Using the consultation account below, explain why talking with the doctor about being Catholic and being sterilized made the writer feel much better.

BEGIN Given passage

I had my consultation today. It was kind of funny. I told him about the Balanced Translocation I have and he got excited like kid finding treasure. I showed him a picture of the BT and his response to it was, “Those are really rare!” Is it weird that I felt pride in being unique at that moment? Then he looked at the pictures from my laparoscopy and pointed out all the issues he saw. There were more than a few.
There was no question about getting this done. I told him what changed my mind and talked to him about being Catholic and being sterilized. He calmed my fears about it because he’s Catholic too. That made me feel much better.
I went in thinking he’d glance at my records for a minute before telling me I need this procedure and left with choices I didn’t know I had. Today I discovered Essure. It’s safer than a tubal. It takes 10 minutes to do. You don’t need anesthesia. When you walk out of the office you can go about your business that same day. Sounds awesome, right? Well nothing is perfect.
First I have reservations about it because it’s only been around for five years. It scars up your fallopian tubes. The scar tissue blocks the tubes. I don’t know what side effects I’d have years after the fact. I read on-line about some women who had this done and a few years later were bleeding heavily and were in pain though it’s not supposed to be painful; much like Post Tubal Ligation Syndrome. Two women sounded as if they were describing menopause with the symptoms they’d had and one of those two ended up being out of work on disability. There is a chance of an ectopic pregnancy but there is a chance of that with a tubal also. My real reservation is I have to wait 3 months after the procedure to see if it worked. During those three months I could still get pregnant. If it didn’t work I don’t know what to do. Hopefully, they wouldn’t be able to get the wires in because that happens to some women. The wires aren’t supposed to be removable (but there are some doctors who reverse Essure). How could they go in and give me a tubal with these wires in the way?

END Given passage
BEGIN Data records

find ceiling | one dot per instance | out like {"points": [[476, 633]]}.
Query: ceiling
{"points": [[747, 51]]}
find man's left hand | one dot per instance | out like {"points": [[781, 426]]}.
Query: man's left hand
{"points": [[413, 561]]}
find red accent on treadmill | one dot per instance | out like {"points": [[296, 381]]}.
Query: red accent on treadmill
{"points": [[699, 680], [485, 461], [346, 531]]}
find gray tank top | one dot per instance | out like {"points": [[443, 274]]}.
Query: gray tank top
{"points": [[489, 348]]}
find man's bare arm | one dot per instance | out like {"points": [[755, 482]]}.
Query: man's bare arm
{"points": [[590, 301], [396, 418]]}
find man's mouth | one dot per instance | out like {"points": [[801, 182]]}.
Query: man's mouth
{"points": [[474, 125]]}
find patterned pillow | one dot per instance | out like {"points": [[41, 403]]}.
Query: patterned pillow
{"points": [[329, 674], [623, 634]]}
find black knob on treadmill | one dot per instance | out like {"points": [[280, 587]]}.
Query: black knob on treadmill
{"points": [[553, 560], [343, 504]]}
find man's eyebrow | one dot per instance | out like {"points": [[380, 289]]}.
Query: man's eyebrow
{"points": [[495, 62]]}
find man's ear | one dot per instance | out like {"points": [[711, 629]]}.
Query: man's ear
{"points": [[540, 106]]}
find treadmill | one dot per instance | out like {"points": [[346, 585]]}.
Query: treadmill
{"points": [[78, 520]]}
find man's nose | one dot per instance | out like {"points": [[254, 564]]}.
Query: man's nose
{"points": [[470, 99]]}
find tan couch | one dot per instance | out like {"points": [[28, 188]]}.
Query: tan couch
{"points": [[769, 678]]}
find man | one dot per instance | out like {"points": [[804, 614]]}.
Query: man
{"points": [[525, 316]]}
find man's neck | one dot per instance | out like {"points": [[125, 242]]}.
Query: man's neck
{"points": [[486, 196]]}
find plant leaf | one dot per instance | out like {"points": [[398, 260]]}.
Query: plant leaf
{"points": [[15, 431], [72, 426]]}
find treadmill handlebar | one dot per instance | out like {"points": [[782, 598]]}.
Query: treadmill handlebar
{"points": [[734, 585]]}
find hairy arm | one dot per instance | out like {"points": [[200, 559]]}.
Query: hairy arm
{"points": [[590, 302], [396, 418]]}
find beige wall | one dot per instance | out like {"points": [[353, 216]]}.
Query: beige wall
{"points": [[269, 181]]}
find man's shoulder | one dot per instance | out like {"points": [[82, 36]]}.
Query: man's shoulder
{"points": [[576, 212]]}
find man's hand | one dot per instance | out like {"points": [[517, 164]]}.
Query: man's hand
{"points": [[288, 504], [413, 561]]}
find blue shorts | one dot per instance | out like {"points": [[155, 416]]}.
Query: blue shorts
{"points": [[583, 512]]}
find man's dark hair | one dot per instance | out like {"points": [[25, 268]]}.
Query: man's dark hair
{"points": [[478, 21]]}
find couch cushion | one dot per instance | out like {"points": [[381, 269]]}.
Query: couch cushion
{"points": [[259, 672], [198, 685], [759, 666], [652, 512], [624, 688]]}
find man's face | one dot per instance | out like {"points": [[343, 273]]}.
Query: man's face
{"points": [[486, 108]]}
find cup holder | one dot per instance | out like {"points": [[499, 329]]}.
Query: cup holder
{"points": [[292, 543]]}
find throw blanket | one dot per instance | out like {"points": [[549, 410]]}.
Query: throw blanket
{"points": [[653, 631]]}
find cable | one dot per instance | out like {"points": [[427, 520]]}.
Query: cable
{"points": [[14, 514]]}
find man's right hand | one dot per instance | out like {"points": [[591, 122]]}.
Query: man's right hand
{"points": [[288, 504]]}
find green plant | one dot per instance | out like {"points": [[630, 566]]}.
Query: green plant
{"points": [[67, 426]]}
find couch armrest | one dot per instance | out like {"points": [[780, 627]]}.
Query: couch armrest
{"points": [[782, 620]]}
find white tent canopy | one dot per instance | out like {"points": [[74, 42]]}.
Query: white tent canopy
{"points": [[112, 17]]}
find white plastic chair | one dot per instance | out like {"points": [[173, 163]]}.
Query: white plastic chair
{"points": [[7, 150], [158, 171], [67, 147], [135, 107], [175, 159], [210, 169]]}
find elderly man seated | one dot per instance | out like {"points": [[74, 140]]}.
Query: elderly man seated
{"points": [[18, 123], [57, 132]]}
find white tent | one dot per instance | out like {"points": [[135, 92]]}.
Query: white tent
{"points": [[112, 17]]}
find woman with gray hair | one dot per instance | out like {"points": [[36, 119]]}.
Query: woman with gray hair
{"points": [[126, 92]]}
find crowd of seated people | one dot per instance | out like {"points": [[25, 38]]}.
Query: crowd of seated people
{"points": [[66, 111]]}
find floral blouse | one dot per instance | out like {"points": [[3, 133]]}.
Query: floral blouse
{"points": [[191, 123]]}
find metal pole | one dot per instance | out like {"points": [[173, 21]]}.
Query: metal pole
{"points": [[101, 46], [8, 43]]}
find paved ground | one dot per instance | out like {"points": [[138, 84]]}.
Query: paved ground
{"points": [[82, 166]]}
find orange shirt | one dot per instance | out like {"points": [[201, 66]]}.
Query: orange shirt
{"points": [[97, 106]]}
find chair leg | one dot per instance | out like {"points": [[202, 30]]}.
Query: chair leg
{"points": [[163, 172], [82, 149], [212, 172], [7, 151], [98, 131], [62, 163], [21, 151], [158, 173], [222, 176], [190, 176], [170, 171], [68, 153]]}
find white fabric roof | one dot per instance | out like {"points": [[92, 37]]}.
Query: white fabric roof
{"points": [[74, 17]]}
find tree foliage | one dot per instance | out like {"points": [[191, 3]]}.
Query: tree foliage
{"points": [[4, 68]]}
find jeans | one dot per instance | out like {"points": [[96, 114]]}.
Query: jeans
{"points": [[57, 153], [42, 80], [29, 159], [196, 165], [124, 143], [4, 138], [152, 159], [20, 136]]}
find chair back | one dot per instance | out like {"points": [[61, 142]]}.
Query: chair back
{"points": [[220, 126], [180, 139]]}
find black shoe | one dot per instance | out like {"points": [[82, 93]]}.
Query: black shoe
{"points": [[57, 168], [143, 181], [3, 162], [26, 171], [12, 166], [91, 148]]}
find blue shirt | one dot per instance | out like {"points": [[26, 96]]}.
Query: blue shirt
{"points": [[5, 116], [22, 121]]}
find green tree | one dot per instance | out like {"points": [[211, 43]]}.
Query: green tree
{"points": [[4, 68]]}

END Data records

**Completed exercise**
The doctor is also Catholic, and he calmed the writer's fears about being sterilized. That made the writer feel much better.